* _PAGE EXCERPT_:
□ □ □ □ □ □ □

For the first time in a long time, the Dallas Cowboys are actually acting like a unified team.
In the wake of the Valley Ranch practice facility collapse on May 2, last night's premiere of Spike TV's new reality series Fourth and Long at Sting matured from a big party into a bigger purpose. The event was delayed a week and turned into a fundraiser for Cowboys' scouting department assistant Rich Behm, paralyzed from the waist down in the tragedy.
After the showing of the series' first episide - which begins Monday night at 9 on Spike - Michael Irvin took to preaching and even, literally, passing around a collection plate for the Behm family.
"I hear a lot of fans say 'we' won three Super Bowls," Irvin said. "If you're going to be a part of our family during the good times, I ask you be here in the bad times as well. One of 'we' needs your help."
When the back of the club too enthusiastically embraced the "party" portion of the evening, the Cowboys showed their seriousness.
"Hey bartenders!" a disgusted Irvin yelled, "stop serving liquor for a couple minutes."
When the noise continued and even escalated during a moving testimonial from a woman in a wheelchair who years earlier suffered the exact injury as Behm, Cowboys' defensive end DeMarcus Ware angrily grabbed her microphone.
"I need everybody in here to be quiet and listen, right now!" Ware shouted. "This is a great cause. This is important. Please!"
Jason Witten, Wade Phillips and Tony Romo were also on hand.
Irvin's Playmaker Charities presented Behm's wife, Michelle, with a $40,000 check. A private jeweler named Carter donated $5,000 and offered a pearl necklace to anyone matching his pledge. The mother of Baltimore Ravens' receiver Mark Clayton offered $5,000 on behalf of her son's foundation. And every donation bin in the building was stuffed with cash.

□ □ □ □ □ □ □

* _DATA TO USE_:
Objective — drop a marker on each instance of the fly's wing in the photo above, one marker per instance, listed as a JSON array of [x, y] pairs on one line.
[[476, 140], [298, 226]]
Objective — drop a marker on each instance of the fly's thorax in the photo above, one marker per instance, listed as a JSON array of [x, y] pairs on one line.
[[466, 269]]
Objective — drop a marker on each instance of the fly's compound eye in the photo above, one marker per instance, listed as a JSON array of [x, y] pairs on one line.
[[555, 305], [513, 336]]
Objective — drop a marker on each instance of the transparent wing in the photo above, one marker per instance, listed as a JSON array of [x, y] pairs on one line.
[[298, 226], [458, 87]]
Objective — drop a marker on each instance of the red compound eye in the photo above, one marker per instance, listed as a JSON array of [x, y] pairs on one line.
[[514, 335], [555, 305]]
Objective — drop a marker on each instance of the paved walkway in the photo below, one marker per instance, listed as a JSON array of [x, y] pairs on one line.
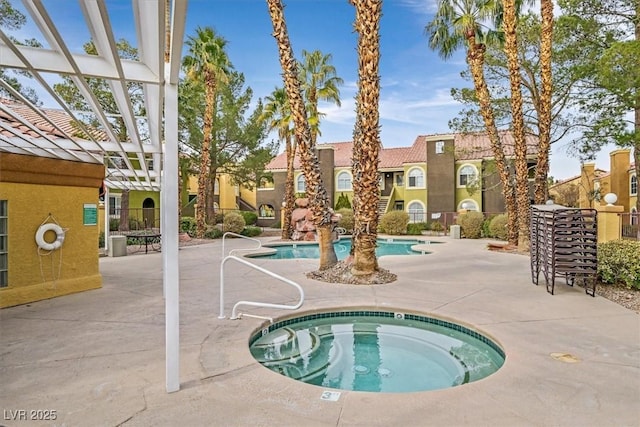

□ □ □ □ □ □ □

* _EXERCISES TO COMPLETE_:
1. Please copy the stretch of the Cowboys fundraiser article from "Irvin's Playmaker Charities" through "stuffed with cash.".
2. In the listing, rewrite the stretch from the line containing "Objective — drop a marker on each instance of the transparent" through the line containing "[[514, 335], [555, 305]]", changing "marker" to "pin" and leaving everything else as it is. Return only those lines.
The Cowboys fundraiser article and the listing come from unrelated sources.

* _SOLUTIONS BY TASK_:
1.
Irvin's Playmaker Charities presented Behm's wife, Michelle, with a $40,000 check. A private jeweler named Carter donated $5,000 and offered a pearl necklace to anyone matching his pledge. The mother of Baltimore Ravens' receiver Mark Clayton offered $5,000 on behalf of her son's foundation. And every donation bin in the building was stuffed with cash.

2.
Objective — drop a pin on each instance of the transparent wing in the photo above, one pin per instance, listed as a JSON array of [x, y] pairs on one line.
[[298, 226], [458, 87]]
Objective — drop a pin on each instance of the red compound eye in the photo above, one pin per instance, listed as a JSON array of [x, y] pairs on one line.
[[514, 335], [555, 305]]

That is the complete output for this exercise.